DOCUMENT EXTRACT
━━━━━━━━━━━━━━━━━━━━━━━━━━━━━━

Hello friends!
This week, I want to share a story about an object that carried Christmas for me long before I understood why - the cranberry-coloured tin filled with Christmas.
In my grandmother’s home, mincemeat tarts weren’t just a seasonal treat -
they were a tradition tucked inside a curious tin.
It wasn’t a baking tin at all.
It was an old film reel holder, deep cranberry in colour -
something my great-grandfather once used at his movie theatre.
(Almost certainly covered in lead paint… yikes.)
But to me,
It was a treasure chest of Christmas.
Inside that metal circle lived:
• fluted pastry edges
• warm spices
• sweetness folded into care
• comfort tucked into every bite
My grandma made mincemeat tarts every December.
Then my mom did.
Then I did.
Even when I became the only one in my family who still loved them,
I kept baking them anyway.
(They still don’t like them. I’ve made peace with that.)

━━━━━━━━━━━━━━━━━━━━━━━━━━━━━━

GIVEN PROBLEM A
Filter the entries below and keep only the lines that contain the string "basketball". Match it case-sensitively.

━━━━━━━━━━━━━━━━━━━━━━━━━━━━━━

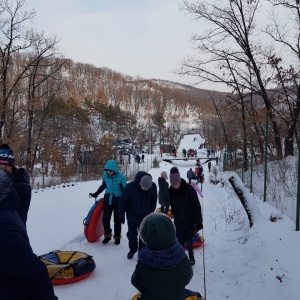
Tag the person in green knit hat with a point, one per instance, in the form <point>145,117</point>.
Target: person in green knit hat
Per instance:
<point>163,269</point>
<point>113,183</point>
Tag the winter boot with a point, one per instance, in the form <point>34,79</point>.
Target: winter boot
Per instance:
<point>192,258</point>
<point>117,239</point>
<point>107,238</point>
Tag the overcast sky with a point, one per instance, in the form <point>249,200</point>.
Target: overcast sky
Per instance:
<point>145,38</point>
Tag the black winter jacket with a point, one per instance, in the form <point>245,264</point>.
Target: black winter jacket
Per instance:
<point>22,186</point>
<point>22,274</point>
<point>135,202</point>
<point>163,192</point>
<point>185,205</point>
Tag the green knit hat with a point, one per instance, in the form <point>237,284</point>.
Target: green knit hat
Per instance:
<point>157,231</point>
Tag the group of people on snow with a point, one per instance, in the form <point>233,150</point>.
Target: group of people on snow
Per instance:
<point>153,234</point>
<point>158,240</point>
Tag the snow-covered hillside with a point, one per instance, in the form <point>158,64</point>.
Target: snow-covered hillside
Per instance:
<point>236,262</point>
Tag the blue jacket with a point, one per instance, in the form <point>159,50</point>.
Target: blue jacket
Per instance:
<point>113,185</point>
<point>135,202</point>
<point>22,274</point>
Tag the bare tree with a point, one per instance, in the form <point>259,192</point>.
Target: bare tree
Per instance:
<point>228,51</point>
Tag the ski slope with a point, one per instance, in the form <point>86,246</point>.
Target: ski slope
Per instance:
<point>237,263</point>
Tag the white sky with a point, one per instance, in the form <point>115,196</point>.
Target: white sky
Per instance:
<point>145,38</point>
<point>238,262</point>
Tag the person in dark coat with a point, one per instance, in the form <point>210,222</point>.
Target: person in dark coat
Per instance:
<point>20,177</point>
<point>209,166</point>
<point>113,183</point>
<point>163,269</point>
<point>138,199</point>
<point>23,276</point>
<point>163,192</point>
<point>186,210</point>
<point>190,175</point>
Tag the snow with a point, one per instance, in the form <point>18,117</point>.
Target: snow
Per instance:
<point>239,262</point>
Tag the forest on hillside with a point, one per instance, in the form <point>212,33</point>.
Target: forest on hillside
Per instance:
<point>62,116</point>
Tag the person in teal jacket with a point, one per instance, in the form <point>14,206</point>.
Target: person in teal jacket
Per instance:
<point>113,183</point>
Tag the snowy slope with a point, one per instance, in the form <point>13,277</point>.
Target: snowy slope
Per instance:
<point>239,263</point>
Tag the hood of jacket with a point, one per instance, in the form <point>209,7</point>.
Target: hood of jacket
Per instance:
<point>112,166</point>
<point>157,231</point>
<point>20,175</point>
<point>9,198</point>
<point>139,176</point>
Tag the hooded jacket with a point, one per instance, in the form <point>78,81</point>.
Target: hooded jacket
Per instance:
<point>22,274</point>
<point>113,185</point>
<point>135,202</point>
<point>21,184</point>
<point>163,269</point>
<point>163,191</point>
<point>185,205</point>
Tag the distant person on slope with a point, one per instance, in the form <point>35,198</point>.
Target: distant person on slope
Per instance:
<point>23,276</point>
<point>163,269</point>
<point>190,175</point>
<point>196,187</point>
<point>163,192</point>
<point>20,178</point>
<point>138,200</point>
<point>186,210</point>
<point>113,183</point>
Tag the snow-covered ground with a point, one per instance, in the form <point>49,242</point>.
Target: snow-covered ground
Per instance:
<point>237,262</point>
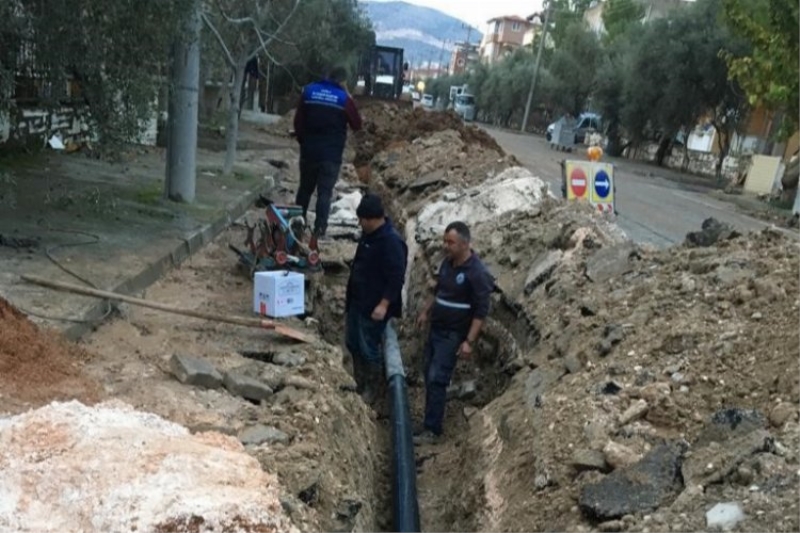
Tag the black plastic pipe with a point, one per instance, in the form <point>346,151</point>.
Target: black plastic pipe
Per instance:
<point>405,505</point>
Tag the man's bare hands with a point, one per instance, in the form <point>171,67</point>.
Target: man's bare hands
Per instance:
<point>465,350</point>
<point>379,313</point>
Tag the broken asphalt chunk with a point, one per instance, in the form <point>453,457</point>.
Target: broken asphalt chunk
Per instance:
<point>639,488</point>
<point>195,371</point>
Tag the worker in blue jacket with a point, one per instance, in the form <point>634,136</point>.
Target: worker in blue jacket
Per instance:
<point>456,315</point>
<point>320,124</point>
<point>374,293</point>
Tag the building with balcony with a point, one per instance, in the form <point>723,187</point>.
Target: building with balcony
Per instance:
<point>462,56</point>
<point>503,36</point>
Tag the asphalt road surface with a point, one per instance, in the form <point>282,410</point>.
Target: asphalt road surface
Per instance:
<point>651,209</point>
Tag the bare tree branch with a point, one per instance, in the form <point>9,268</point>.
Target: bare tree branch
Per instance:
<point>265,44</point>
<point>243,20</point>
<point>228,55</point>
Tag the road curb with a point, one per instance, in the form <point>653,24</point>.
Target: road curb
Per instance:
<point>92,317</point>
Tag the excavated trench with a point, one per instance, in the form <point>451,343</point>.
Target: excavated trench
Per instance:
<point>446,471</point>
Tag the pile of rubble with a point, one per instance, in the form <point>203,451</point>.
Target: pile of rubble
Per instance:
<point>644,387</point>
<point>111,468</point>
<point>616,386</point>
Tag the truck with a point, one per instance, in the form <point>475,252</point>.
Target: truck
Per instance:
<point>462,102</point>
<point>382,72</point>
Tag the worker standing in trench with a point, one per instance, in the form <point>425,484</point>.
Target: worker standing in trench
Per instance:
<point>456,314</point>
<point>320,125</point>
<point>374,293</point>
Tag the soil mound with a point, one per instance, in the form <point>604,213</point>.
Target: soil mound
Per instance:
<point>37,366</point>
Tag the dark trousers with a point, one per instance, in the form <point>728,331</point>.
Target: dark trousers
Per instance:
<point>364,339</point>
<point>322,176</point>
<point>441,355</point>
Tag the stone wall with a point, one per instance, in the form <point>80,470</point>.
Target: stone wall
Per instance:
<point>37,125</point>
<point>26,125</point>
<point>700,163</point>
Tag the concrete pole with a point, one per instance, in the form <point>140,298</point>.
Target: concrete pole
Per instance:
<point>181,172</point>
<point>536,69</point>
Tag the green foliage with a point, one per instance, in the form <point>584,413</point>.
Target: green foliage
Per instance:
<point>619,16</point>
<point>768,74</point>
<point>322,34</point>
<point>573,67</point>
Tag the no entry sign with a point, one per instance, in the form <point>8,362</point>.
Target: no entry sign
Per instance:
<point>590,181</point>
<point>577,182</point>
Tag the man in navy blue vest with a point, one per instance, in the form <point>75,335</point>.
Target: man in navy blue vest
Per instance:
<point>456,314</point>
<point>320,123</point>
<point>373,293</point>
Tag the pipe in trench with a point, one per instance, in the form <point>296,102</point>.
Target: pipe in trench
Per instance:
<point>405,505</point>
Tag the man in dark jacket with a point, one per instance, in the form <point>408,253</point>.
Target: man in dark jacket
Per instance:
<point>456,314</point>
<point>373,293</point>
<point>320,124</point>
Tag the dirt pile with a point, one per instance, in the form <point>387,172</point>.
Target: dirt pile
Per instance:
<point>614,369</point>
<point>37,367</point>
<point>389,123</point>
<point>128,470</point>
<point>314,433</point>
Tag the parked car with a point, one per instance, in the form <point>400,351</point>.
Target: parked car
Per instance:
<point>464,107</point>
<point>587,122</point>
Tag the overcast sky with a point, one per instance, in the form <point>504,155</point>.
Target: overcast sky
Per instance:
<point>477,12</point>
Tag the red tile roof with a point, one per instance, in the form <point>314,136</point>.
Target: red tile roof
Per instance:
<point>514,18</point>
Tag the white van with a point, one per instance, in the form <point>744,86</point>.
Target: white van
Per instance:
<point>464,107</point>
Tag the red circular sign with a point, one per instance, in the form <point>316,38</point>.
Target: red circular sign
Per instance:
<point>577,182</point>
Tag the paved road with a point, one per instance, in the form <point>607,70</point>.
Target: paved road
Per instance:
<point>651,209</point>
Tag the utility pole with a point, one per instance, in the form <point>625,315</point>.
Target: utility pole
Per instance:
<point>441,58</point>
<point>536,66</point>
<point>181,173</point>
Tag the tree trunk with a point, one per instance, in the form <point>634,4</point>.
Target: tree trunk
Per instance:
<point>232,131</point>
<point>181,172</point>
<point>663,146</point>
<point>614,145</point>
<point>724,145</point>
<point>685,162</point>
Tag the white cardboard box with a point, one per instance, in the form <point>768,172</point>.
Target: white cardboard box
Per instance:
<point>279,293</point>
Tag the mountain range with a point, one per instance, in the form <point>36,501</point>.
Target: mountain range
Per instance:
<point>425,34</point>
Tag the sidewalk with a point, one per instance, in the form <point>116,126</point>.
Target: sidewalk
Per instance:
<point>72,218</point>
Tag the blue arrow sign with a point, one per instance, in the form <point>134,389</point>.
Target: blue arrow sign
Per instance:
<point>602,184</point>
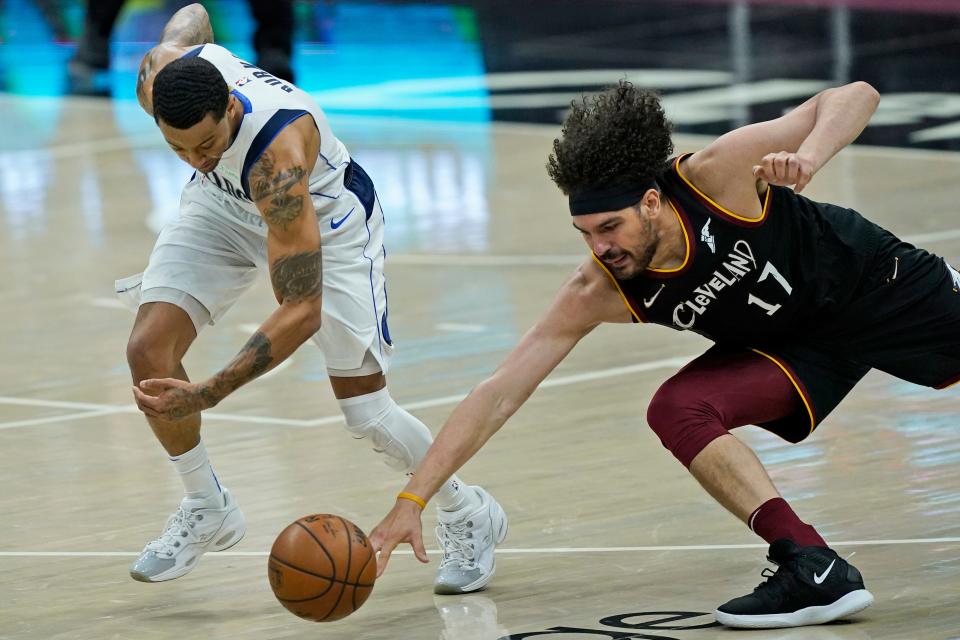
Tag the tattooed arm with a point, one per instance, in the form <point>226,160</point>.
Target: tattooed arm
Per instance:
<point>278,184</point>
<point>187,28</point>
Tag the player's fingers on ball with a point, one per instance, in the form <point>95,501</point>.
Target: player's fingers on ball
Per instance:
<point>418,549</point>
<point>769,168</point>
<point>383,559</point>
<point>792,168</point>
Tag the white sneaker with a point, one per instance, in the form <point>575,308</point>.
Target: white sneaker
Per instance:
<point>190,532</point>
<point>468,538</point>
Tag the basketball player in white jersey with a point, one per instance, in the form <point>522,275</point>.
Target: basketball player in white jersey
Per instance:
<point>274,190</point>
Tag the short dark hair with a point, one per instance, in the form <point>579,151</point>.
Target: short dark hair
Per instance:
<point>186,90</point>
<point>617,138</point>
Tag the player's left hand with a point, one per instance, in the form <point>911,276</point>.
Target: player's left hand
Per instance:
<point>785,169</point>
<point>402,524</point>
<point>170,399</point>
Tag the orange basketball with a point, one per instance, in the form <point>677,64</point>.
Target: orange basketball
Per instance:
<point>322,567</point>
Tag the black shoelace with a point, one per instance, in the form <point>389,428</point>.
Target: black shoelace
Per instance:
<point>778,583</point>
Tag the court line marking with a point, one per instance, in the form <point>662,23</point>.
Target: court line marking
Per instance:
<point>91,410</point>
<point>84,148</point>
<point>528,551</point>
<point>557,260</point>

━━━━━━━━━━━━━━━━━━━━━━━━━━━━━━

GIVEN PROBLEM B
According to the post about the cranberry tin, what was the tin originally used as?

EXERCISE ANSWER A
Tag the basketball player in white jersey with a point, one per instance, in the form <point>522,275</point>.
Target: basketball player in white jersey
Tag the orange basketball with a point, one per instance, in the form <point>677,64</point>.
Target: orange basketball

EXERCISE ANSWER B
An old film reel holder that the great-grandfather once used at his movie theatre.